WHAT THE EXERCISE ASKS:
Scan the entries below for the word "instance", then copy each line that holds it.

Saved data entries
---+---
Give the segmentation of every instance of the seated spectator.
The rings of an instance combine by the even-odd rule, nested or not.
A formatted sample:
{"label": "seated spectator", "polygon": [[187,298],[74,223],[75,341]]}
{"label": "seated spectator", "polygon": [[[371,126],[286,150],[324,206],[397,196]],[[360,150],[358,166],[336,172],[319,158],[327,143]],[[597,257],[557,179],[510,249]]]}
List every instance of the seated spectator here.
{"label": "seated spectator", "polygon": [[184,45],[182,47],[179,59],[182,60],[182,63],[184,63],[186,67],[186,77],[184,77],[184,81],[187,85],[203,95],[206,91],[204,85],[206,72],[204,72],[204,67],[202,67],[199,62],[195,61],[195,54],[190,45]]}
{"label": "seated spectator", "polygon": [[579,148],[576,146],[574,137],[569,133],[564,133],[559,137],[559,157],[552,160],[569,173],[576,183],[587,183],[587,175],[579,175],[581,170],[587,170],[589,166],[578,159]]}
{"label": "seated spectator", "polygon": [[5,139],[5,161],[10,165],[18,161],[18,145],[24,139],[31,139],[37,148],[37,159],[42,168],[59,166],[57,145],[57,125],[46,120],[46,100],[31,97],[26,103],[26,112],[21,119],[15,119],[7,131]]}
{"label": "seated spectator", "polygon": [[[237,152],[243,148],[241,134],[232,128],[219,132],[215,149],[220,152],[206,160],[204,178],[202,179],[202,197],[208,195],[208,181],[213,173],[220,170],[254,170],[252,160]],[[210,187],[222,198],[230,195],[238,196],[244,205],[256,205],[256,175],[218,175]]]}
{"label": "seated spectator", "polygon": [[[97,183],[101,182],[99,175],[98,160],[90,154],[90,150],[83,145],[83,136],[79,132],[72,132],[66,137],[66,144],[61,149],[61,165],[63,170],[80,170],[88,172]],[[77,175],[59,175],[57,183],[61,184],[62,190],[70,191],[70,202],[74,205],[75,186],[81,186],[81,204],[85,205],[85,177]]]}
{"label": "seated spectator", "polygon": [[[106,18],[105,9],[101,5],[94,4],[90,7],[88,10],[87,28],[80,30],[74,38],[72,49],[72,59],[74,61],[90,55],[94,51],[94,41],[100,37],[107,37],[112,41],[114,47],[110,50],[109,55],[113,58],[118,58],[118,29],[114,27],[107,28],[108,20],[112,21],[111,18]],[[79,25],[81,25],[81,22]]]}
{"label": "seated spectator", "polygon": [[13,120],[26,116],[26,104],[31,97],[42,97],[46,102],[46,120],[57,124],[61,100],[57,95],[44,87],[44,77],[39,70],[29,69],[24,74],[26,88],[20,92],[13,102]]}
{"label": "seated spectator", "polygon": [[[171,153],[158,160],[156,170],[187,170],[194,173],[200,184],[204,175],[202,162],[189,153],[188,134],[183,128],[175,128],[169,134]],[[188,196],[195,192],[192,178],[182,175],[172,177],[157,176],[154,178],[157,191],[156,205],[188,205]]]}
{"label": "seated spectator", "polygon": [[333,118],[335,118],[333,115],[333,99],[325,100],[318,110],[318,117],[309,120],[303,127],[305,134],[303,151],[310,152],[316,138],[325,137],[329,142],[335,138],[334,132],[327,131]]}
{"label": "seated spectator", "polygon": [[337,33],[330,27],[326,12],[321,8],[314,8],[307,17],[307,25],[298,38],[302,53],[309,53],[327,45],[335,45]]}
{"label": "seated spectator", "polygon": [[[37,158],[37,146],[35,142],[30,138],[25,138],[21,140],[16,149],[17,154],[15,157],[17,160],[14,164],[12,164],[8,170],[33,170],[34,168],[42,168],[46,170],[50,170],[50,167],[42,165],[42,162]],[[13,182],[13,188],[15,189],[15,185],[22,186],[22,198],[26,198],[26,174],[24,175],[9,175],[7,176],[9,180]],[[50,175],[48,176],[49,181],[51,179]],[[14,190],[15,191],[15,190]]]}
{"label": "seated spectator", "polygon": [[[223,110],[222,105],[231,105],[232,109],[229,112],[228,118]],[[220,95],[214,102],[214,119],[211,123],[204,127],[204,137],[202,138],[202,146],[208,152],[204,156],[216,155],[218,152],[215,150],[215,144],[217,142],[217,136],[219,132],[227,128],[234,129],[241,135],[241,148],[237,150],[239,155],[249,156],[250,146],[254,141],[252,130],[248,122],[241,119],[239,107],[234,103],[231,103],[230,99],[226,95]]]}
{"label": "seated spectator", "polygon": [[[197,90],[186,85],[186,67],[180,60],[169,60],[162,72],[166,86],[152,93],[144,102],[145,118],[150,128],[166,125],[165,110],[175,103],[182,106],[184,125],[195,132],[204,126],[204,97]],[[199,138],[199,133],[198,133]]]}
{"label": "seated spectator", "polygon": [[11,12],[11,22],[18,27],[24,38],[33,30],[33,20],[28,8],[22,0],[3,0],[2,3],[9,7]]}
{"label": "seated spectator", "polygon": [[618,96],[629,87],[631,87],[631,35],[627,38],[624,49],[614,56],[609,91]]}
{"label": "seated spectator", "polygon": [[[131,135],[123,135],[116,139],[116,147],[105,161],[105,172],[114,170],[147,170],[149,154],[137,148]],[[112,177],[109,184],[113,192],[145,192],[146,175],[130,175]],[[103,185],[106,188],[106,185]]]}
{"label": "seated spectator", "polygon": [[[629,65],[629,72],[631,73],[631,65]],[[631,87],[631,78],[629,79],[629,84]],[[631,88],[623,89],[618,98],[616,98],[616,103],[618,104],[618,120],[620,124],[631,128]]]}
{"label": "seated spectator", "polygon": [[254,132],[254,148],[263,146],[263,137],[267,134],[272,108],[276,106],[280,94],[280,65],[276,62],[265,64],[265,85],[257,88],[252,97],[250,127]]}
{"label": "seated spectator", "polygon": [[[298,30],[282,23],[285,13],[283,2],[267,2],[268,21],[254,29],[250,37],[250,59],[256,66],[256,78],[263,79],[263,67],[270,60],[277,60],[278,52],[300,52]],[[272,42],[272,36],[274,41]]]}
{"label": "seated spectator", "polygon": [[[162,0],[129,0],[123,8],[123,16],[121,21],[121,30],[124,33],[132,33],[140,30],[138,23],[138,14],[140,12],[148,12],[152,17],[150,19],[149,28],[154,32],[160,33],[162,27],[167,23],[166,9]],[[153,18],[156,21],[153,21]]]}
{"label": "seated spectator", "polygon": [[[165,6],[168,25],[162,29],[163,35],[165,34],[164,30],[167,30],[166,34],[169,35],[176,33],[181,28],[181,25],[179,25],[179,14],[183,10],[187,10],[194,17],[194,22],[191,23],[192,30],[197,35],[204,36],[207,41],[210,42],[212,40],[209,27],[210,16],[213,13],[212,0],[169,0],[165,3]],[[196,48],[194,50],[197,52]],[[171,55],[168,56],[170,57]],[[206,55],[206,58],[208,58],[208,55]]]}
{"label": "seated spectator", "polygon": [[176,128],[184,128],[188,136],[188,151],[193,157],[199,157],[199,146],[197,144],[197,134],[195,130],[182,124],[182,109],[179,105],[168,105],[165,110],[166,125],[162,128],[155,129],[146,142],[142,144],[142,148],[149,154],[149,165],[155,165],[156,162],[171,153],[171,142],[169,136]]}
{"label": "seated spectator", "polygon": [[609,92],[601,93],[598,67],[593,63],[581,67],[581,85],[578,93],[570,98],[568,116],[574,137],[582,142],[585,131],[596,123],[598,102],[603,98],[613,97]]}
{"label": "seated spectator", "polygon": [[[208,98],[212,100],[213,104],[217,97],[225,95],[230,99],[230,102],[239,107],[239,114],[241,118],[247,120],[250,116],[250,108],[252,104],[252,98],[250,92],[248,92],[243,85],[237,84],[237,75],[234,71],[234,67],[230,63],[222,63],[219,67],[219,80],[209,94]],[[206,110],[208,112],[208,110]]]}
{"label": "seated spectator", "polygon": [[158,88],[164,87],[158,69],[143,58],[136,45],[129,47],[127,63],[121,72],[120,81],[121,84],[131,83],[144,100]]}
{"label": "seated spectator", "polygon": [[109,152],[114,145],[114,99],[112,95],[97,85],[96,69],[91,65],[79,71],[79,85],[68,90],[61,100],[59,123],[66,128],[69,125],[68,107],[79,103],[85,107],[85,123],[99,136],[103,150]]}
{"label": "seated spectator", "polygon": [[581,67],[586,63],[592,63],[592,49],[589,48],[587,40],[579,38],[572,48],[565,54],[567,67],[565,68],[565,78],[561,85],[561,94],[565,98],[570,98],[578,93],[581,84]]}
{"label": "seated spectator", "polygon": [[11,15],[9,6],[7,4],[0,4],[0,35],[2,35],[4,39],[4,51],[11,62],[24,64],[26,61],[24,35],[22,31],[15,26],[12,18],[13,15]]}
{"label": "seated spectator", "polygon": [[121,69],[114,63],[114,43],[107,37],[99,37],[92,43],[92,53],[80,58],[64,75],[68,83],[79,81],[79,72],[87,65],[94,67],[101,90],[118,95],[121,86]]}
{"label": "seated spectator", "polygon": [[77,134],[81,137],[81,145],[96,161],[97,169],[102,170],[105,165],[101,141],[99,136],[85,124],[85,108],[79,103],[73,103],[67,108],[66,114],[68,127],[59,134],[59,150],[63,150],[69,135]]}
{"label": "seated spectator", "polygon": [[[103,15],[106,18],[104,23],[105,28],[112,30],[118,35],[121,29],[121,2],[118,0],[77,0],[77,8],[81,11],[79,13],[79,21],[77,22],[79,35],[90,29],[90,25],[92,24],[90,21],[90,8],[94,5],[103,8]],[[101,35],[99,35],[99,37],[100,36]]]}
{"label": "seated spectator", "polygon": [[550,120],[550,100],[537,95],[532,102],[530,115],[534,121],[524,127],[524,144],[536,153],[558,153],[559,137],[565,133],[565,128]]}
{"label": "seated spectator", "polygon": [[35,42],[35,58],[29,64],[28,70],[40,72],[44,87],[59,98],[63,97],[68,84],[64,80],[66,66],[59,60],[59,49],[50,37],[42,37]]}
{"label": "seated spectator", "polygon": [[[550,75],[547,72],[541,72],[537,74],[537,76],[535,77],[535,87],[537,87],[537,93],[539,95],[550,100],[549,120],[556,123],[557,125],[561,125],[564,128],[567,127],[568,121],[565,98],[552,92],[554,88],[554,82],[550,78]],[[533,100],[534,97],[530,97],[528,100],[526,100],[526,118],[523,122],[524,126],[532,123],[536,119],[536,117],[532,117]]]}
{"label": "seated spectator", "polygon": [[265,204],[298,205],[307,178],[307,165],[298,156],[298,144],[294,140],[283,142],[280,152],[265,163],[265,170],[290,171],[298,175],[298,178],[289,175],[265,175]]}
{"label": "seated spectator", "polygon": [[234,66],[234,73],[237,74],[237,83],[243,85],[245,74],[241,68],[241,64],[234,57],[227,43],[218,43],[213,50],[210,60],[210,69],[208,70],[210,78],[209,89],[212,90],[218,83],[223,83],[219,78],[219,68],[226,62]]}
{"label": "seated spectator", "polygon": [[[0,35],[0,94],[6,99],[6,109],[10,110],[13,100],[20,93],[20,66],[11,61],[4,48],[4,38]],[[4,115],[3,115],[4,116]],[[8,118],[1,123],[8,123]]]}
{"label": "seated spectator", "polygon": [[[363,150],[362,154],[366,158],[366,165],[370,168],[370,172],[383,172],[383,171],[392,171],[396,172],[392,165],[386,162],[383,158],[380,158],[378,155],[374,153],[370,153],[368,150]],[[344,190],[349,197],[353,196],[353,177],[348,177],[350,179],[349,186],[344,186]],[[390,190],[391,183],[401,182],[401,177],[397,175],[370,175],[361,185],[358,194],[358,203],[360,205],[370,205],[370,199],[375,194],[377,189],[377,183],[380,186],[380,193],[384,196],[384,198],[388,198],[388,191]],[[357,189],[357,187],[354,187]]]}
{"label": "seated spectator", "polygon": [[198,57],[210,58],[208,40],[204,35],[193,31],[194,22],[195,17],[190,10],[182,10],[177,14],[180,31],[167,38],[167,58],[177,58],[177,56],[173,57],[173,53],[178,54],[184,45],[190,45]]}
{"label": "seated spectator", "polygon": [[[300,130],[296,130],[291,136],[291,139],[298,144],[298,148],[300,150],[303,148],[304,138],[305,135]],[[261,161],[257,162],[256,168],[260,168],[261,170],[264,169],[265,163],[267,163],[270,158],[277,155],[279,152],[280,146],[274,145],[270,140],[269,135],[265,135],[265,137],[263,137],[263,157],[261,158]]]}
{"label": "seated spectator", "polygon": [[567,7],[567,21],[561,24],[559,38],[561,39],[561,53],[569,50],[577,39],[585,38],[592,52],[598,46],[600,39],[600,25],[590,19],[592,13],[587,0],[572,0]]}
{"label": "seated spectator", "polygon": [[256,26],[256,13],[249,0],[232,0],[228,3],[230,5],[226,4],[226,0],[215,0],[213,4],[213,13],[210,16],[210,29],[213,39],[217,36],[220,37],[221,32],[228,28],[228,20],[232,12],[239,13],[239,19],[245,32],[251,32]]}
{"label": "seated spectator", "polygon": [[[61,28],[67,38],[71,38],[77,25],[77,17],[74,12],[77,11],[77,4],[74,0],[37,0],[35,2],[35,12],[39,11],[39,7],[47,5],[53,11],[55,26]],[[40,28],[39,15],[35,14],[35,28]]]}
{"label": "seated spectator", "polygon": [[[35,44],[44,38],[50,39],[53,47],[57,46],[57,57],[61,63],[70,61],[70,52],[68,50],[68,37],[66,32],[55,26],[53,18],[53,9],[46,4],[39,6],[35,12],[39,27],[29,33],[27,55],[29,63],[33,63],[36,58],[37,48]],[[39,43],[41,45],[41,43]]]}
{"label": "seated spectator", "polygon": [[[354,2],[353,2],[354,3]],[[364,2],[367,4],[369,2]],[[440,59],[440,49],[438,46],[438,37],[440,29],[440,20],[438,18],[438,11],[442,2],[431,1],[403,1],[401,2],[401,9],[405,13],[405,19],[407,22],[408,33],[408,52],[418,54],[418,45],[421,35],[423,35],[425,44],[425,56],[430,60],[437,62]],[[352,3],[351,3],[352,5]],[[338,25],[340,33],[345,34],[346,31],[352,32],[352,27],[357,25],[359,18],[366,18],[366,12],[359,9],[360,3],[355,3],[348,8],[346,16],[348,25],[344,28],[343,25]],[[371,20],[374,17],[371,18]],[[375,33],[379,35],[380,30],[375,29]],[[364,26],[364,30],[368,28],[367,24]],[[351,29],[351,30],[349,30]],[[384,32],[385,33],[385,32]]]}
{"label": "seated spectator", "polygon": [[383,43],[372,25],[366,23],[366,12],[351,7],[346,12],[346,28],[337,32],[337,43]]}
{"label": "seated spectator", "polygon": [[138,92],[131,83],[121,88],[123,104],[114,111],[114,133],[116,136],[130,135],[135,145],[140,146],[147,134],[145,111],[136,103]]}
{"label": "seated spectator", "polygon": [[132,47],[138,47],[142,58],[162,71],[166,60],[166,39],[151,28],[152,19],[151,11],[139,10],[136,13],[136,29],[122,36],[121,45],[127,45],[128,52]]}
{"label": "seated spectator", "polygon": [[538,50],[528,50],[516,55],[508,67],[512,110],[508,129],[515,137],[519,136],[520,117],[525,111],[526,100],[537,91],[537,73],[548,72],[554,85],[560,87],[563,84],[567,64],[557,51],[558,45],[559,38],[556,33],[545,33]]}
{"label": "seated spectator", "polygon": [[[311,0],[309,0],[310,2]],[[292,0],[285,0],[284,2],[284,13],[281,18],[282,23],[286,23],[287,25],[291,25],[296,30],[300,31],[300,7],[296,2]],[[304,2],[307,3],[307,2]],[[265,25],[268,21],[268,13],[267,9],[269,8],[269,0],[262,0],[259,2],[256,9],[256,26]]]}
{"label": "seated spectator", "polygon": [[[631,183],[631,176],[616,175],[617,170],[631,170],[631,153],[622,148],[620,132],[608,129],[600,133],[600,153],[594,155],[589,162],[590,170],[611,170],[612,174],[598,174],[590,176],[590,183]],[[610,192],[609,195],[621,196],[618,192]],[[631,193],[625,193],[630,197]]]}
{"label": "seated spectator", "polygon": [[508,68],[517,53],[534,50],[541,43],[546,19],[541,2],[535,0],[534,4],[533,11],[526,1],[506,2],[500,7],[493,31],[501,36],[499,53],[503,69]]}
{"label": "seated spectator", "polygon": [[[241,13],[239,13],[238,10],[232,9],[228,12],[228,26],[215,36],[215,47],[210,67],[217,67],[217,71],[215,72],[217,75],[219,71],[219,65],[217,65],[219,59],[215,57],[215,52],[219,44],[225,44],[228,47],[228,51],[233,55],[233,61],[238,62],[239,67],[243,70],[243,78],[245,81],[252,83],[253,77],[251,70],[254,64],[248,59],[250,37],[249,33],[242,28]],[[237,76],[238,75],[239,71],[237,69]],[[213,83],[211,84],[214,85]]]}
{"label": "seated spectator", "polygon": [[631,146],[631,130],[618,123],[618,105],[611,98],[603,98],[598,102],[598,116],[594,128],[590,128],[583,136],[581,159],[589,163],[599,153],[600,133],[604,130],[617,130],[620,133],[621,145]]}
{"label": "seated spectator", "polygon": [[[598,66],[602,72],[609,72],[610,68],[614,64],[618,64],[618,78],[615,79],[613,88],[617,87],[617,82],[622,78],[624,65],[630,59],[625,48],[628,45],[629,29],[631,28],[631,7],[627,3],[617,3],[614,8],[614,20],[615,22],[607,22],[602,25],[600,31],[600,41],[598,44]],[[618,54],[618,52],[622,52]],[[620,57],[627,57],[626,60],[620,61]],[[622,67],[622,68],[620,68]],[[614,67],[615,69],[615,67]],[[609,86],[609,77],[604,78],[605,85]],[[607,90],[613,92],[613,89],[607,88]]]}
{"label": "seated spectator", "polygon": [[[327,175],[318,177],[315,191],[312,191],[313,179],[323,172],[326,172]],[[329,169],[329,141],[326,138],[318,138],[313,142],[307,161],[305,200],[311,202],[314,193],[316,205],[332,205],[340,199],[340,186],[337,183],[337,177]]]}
---+---
ANSWER SPACE:
Give the segmentation of every instance of the seated spectator.
The rings of an instance combine by the even-odd rule, nested or not.
List every instance of the seated spectator here.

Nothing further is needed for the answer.